Vorliegender Text
○ ○ ○ ○ ○ ○ ○

Das war, was sapere aude! bedeutete: Habe den Mut, dich deines eigenen Verstandes zu bedienen! Ein Wunder ist es, wie die ältere Generation der Ossis den aufgebracht hat. Immanuel Kants und Friedrich Nietzsches Philosophien gewannen plötzlich neue Bedeutungen. Sie wurden zu Negativität, in denen kein normalisiertes richtig und falsch existierte. So, wie die deutsche Verfassung von 1949, die ein Gesetzeswerk ist, das keine Rechte zuschreibt, sondern Abwehrrechte gegen jedermann und den Staat festschreibt. Das, was ich für richtig oder falsch halte, darf nicht von anderen beeinflußt, verboten oder bestraft werden. Die Grundrechte schützen den Kern meiner Freiheiten vor Eingriffen. Und sie geben anderen ein Recht zur Abwehr von Eingriffen durch mich. Sie helfen mir nicht dabei, zwischen richtig und falsch zu unterscheiden.

○ ○ ○ ○ ○ ○ ○

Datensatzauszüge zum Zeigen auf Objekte
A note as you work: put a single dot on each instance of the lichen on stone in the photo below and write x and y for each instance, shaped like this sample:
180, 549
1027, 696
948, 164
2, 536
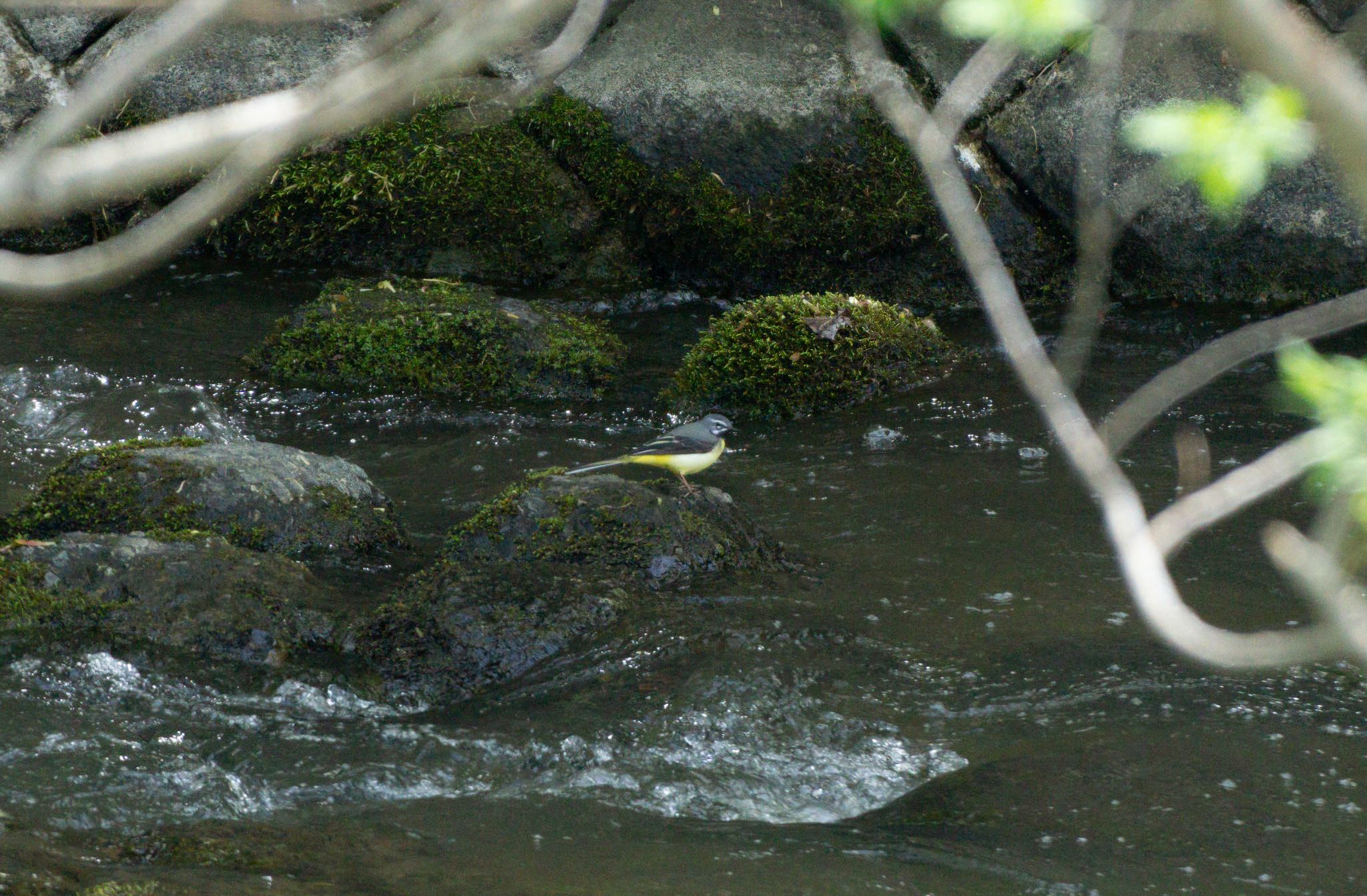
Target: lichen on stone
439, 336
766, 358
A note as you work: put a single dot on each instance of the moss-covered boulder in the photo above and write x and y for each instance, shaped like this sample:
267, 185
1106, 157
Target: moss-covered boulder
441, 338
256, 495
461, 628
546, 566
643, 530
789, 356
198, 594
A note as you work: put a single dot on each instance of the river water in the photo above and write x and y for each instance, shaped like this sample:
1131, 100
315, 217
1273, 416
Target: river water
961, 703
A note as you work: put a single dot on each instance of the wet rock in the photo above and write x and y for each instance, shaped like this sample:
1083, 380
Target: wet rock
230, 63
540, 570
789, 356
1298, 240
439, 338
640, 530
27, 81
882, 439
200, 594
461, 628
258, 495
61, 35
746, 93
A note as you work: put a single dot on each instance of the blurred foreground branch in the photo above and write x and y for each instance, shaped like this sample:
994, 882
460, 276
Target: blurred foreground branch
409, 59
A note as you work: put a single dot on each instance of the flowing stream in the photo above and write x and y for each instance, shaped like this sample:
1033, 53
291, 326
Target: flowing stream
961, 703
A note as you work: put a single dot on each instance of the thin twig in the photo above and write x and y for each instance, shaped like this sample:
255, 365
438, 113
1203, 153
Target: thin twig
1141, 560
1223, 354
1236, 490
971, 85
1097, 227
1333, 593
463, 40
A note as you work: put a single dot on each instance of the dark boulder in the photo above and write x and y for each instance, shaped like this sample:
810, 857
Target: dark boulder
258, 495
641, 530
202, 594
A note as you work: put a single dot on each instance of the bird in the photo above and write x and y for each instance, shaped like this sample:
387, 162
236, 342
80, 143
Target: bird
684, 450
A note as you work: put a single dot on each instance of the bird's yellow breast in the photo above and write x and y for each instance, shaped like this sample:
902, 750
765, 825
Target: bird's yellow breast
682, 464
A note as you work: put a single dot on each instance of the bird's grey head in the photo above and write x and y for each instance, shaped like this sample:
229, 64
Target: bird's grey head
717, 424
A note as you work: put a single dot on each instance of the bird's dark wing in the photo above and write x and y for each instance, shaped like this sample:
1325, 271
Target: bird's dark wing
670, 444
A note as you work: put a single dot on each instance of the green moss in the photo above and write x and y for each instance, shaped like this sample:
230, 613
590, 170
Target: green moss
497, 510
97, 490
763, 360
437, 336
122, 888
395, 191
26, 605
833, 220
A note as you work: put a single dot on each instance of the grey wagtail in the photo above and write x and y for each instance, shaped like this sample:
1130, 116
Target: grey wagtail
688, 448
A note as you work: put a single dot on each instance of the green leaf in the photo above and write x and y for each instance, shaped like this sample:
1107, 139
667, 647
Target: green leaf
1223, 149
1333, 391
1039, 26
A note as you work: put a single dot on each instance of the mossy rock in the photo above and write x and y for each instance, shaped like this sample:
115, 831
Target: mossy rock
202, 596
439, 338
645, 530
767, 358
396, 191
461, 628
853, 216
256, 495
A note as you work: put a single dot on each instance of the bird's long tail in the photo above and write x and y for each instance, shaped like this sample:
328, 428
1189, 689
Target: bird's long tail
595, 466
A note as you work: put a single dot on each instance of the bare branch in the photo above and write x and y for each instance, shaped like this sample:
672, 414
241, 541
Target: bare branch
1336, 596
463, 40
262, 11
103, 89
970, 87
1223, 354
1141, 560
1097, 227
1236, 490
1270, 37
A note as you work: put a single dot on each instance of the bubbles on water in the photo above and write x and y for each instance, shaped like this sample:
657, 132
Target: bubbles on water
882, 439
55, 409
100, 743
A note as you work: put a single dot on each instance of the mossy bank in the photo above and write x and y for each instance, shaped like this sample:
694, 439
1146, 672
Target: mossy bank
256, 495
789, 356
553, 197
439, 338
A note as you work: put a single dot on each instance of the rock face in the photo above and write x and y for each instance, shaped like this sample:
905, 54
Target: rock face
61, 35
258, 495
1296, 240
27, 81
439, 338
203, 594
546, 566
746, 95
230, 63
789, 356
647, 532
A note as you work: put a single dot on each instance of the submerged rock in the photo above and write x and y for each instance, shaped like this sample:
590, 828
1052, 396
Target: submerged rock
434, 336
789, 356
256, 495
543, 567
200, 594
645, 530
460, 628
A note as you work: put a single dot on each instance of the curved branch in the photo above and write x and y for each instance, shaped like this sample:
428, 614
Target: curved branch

○ ○ ○ ○ ○ ○ ○

Ziele
[a] Übersetze bitte den Satz „Die Grundrechte schützen den Kern meiner Freiheiten vor Eingriffen.“ aus dem Text zu sapere aude ins Englische.
[b] Aus welchem Jahr stammt laut dem Text zu sapere aude die deutsche Verfassung?

Antworten nacheinander
[a] The basic rights protect the core of my freedoms from interference.

[b] Aus dem Jahr 1949.